==== Source extract ====

# Post Your Unigine Heaven 2.0 Benchmark Score!



## linkin

Here we go, another benchmark thread. I will try to keep this updated if it takes off.

Rules: As per other benchmark threads, you need 100 posts before your score will become vaild.

Also please include your graphics card brand, model, and any overclocks!

You need a valid unigine score. Example:





Please use the following settings:

*Resolution: (Use your monitors native resolution OR 1280x1024)
Render: Maximum supported by your video card.
Anti-Aliasing: 2xMSAA
Anisotropic Filtering: 4x
Filter: Trilinear
Textures: High
Shaders: High
Occlusion: Enabled
Refraction: Enabled
Volumetric: Enabled
Replication: Disabled
Tessellation: Normal​*
Top 10 scores per resolution will be kept. New resolutions will be added at request.

*1024x768*


1)
2)
3)
4)
5)
6)
7)
8)
9)
10)

*1280x1024*

1) Linkin -- 697 (XFX 5770 @ 940/1400)
2)
3)
4)
5)
6)
7)
8)
9)
10)

*1680x1050*

1)
2)
3)
4)
5)
6)
7)
8)
9)
10)

*1920x1080*

1)
2)
3)
4)
5)
6)
7)
8)
9)
10)​
*1920x1200​*
1)
2)
3)
4)
5)
6)
7)
8)
9)​
*GET BENCHING!​*
​


----------



## Shane

Can DX10 users post their bench?

I know its a dx11 bench,but still will be nice to compare results between diffrent cards.

EDIT:Well heres mine anyway...i selected DX11 even though i know it cant use it lol,but what the hell.....1680x1050 is my native res......stock 4890 clocks btw,i dont have it overclocked atm just to keep the temps down.






Obviusly no tesselation,so i bet that would efect the score quite alot if it was on....


----------



## Gooberman

Why can't there just be one resolution you use like 1280x1024 like the 3dmark06 thread


----------



## ScOuT

This was already done once
http://www.computerforum.com/163641-post-your-unigine-heaven-benchmark.html



ScOuT said:


> Q9300 @ 3.0GHz (1600FSB) on stock volts
> 
> RAM at 1200MHz on 2.2v.

==== Items ====

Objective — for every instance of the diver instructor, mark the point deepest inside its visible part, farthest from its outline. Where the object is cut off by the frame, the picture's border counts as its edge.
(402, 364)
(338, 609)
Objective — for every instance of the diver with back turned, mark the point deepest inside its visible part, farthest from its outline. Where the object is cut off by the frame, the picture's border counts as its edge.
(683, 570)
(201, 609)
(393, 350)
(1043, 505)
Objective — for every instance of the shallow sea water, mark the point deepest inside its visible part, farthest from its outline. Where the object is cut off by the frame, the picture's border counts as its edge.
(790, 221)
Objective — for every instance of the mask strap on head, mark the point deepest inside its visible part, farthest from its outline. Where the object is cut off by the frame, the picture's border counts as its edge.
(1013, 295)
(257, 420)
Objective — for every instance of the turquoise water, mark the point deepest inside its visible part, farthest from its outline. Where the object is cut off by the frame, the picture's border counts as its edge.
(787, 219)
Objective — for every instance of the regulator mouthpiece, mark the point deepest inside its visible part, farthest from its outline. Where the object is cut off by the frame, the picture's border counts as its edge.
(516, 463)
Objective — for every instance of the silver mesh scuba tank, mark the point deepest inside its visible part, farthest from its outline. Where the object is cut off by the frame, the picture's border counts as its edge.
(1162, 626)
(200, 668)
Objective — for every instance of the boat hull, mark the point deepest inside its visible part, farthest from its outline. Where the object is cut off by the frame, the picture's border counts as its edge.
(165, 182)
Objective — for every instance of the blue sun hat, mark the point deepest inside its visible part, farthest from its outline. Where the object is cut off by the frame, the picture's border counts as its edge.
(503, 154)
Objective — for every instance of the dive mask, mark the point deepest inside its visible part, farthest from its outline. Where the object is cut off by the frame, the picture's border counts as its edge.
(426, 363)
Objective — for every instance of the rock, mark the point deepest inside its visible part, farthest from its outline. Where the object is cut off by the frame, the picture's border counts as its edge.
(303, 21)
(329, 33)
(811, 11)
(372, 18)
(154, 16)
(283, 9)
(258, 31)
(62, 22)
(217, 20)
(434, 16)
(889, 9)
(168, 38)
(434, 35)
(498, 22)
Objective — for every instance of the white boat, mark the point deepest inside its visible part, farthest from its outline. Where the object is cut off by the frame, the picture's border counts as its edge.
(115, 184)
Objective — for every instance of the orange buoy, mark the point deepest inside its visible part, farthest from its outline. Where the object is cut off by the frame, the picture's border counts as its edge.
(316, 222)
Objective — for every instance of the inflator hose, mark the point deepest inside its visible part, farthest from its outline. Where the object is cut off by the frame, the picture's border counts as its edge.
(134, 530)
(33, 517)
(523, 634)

====

Jobs
1 - Reproduce everything from "Also please include" down to "your video card." in the benchmark thread.
2 - Using the benchmark thread, decide whether each statement agrees with it, answering yes or no and quoting the deciding words: (a) The requested anti-aliasing setting is 4x MSAA. (b) Shane ran the benchmark with a 4890 at stock clocks. (c) Ten scores per resolution will be kept.

Answers for the tasks
1 -
Also please include your graphics card brand, model, and any overclocks!

You need a valid unigine score. Example:





Please use the following settings:

*Resolution: (Use your monitors native resolution OR 1280x1024)
Render: Maximum supported by your video card.

2 -
(a) No: "Anti-Aliasing: 2xMSAA"
(b) Yes: "stock 4890 clocks btw"
(c) Yes: "Top 10 scores per resolution will be kept."